(A block of data)
▽
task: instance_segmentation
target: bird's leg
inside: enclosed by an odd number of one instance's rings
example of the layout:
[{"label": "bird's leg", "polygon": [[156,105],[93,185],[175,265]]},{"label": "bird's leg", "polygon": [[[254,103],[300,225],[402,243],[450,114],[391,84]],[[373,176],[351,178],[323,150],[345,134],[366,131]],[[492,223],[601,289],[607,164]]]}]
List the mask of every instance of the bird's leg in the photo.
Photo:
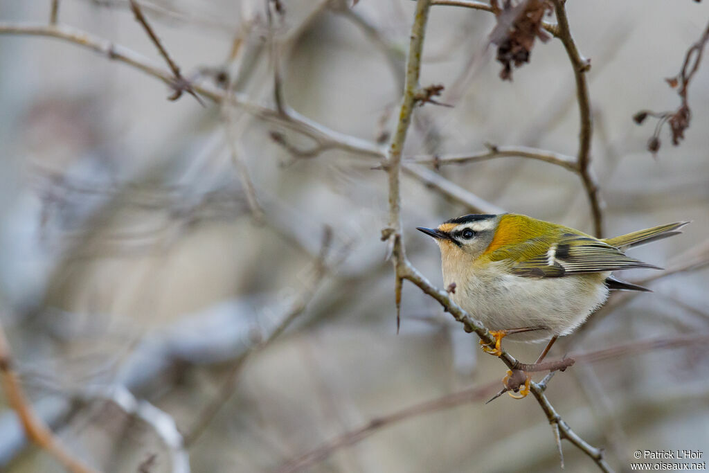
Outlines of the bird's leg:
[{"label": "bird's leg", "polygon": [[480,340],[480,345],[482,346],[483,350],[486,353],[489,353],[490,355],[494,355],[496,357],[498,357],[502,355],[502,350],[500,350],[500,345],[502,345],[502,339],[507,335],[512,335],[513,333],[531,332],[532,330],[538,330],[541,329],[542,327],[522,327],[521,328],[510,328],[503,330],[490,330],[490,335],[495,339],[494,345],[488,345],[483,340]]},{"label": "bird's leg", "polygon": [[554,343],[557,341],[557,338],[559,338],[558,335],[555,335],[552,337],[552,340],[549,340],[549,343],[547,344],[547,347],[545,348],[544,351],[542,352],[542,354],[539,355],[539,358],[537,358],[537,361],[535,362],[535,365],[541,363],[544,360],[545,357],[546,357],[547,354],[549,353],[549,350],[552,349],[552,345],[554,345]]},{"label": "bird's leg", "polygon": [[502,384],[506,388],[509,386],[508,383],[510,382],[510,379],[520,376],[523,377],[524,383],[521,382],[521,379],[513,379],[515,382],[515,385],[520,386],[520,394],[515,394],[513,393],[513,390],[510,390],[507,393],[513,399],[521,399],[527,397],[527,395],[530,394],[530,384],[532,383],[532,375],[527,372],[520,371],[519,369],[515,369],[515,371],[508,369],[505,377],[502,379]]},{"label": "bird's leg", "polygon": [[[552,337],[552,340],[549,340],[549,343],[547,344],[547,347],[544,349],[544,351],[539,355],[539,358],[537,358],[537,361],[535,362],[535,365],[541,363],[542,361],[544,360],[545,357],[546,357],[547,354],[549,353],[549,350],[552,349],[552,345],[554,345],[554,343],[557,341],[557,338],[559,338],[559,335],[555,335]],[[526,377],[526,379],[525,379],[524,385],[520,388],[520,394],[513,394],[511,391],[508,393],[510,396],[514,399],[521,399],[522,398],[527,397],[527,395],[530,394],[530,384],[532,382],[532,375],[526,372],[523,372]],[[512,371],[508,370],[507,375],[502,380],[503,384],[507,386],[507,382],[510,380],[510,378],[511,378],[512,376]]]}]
△
- [Exercise requirements] Rewrite the lines from the beginning of the block of data through the line containing "Outlines of the", replacing "target" with "category" and keeping everything else the same. Omit the picture from your answer.

- [Final result]
task: instance_segmentation
category: bird's leg
inside: enclosed by an odd number of one instance's rings
example of the layout:
[{"label": "bird's leg", "polygon": [[156,105],[93,185],[175,265]]},{"label": "bird's leg", "polygon": [[[254,103],[300,225],[402,243],[450,114],[391,84]],[[373,176],[351,178],[323,150],[345,134],[366,131]],[[492,223],[601,289],[607,164]]]}]
List the mask of every instance of the bird's leg in the photo.
Photo:
Outlines of the bird's leg:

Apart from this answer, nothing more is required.